>> BEGIN Text block

Confidence intervals for other parameters can be similarly calculated and are shown in Table 21.7. From the table we see that all three cache alternatives are significantly different from the average. All workloads, except TECO, are similar to the average and hence to each other.

Using the formula for contrasts, we can also compare the caching alternatives in pairs. The confidence intervals for the differences of effects are shown in Table 21.8. From this table, we see that two-cache and one-cache alternatives are both significantly better than a no-cache alternative. However, there is no significant difference between two-cache and one-cache alternatives.

TABLE 21.8 Confidence Intervals for Differences of Cache Effects

Two Caches One Cache No Cache

Two caches (-7.4, 5.4)a (-69.0, -56.2)
One cache (-68.0, -55.2)

a Not significant.
Case Study 21.1 This case study is an extension of the cache comparison study that we presented in several preceding examples. In that study, it was concluded that two-cache and single-cache alternatives are not significantly different and so using one cache was the only cost-effective alternative. However, detailed investigation showed that each program that was used as the workload could easily fit into one set of cache. In the next phase of the project, therefore, the measurements were repeated in a multiprocess environment. Five jobs were executed in parallel. The new measurements are shown in Table 21.9. The first four workloads are five processes of the same type. The last workload, labeled “ALL,” consists of running five different programs ASM, TECO, SIEVE, DHRYSTONE, and SORT in parallel. The confidence intervals for differences of effects are shown in Table 21.10. Notice that even for this case the two caches do not produce statistically better performance.
TABLE 21.9 Processor Time for Cache Comparison Study in Multiprocess Environment

Workload Two Caches One Cache No Cache

ASM5 231 262 489
TECO5 300 314 620
SIEVE5 213 214 604
DHRYSTONE5 245 263 564
ALL 229 242 551

TABLE 21.10 Confidence Intervals for Differences for Cache Comparison Study in Multiprocess Environment

Two Caches One Cache No Cache

Two caches (-51.6, 20.8)a (-358.2, -285.8)
One cache (-342.8, -270.4)

a Not significant.

21.7 MULTIPLICATIVE MODELS FOR TWO-FACTOR EXPERIMENTS

The multiplicative models discussed earlier in Section 18.8 on 22r designs can also be used in the analysis of two-factor experiments. In the analysis presented so far, the following additive model was assumed:

yi = µ + αj + βi + eij

This model assumes that the effect of the factors are additive. It was argued in Section 18.8 that in many cases such as those involving processors and workloads, the effects are multiplicative rather than additive. In such cases, the log of the response follows an additive model. A need for logarithmic transformation is also indicated if the spread in the residuals increases with the mean response.

>> END Text block
>> BEGIN Data listing

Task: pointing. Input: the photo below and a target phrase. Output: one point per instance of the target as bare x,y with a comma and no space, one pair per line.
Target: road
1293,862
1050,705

>> END Data listing
>> BEGIN Data listing

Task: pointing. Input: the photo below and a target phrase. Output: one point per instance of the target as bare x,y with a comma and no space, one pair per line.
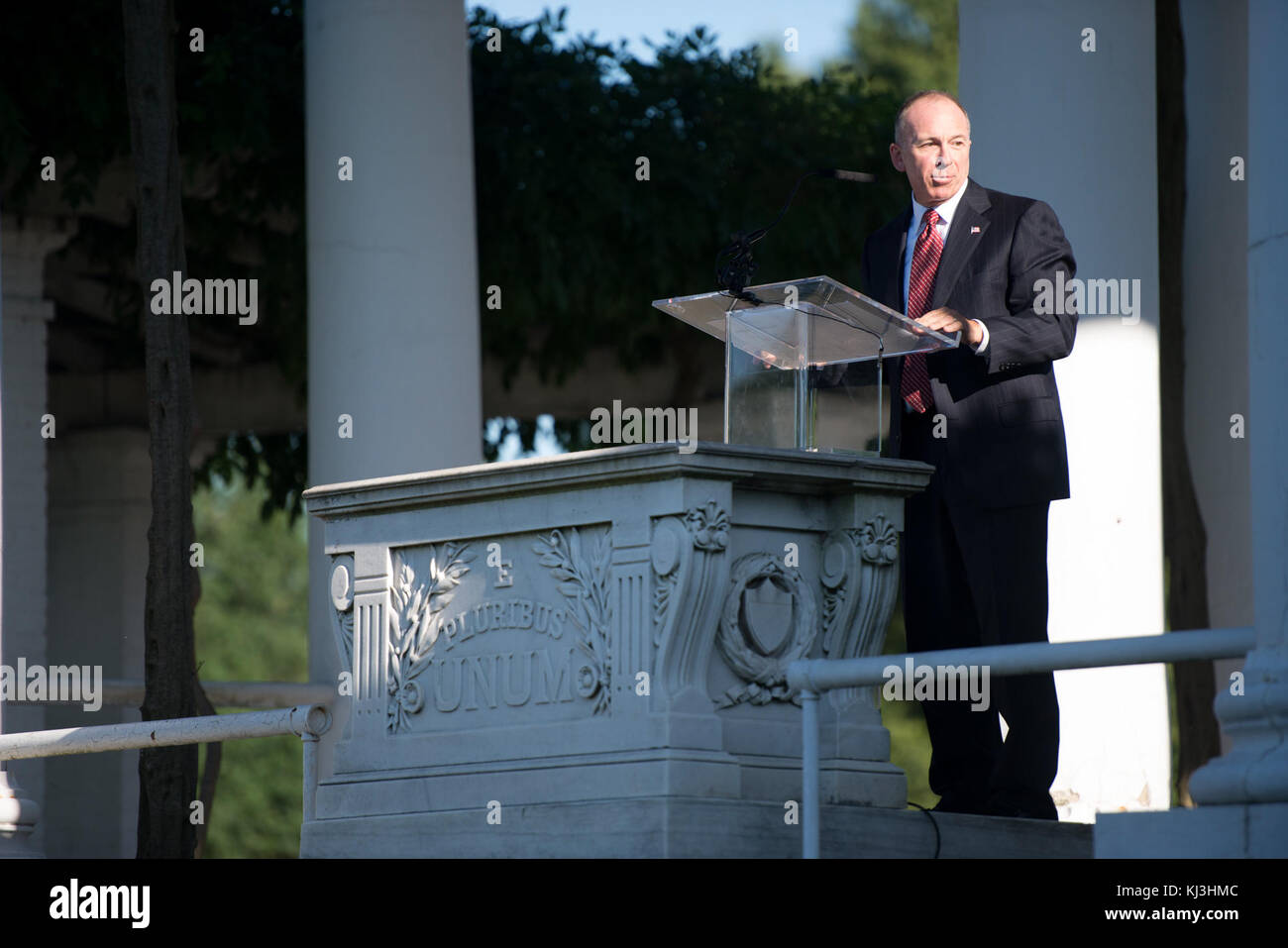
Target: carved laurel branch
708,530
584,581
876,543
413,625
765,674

>> END Data listing

**Directives**
a - Which programs run in parallel in the workload labeled "ALL" in the cache comparison text?
b - Quote the cache comparison text, starting with "Confidence intervals for other" and going on through "to each other.".
Work only from the cache comparison text and ignore the records.

**Responses by task**
a - ASM, TECO, SIEVE, DHRYSTONE, and SORT.

b -
Confidence intervals for other parameters can be similarly calculated and are shown in Table 21.7. From the table we see that all three cache alternatives are significantly different from the average. All workloads, except TECO, are similar to the average and hence to each other.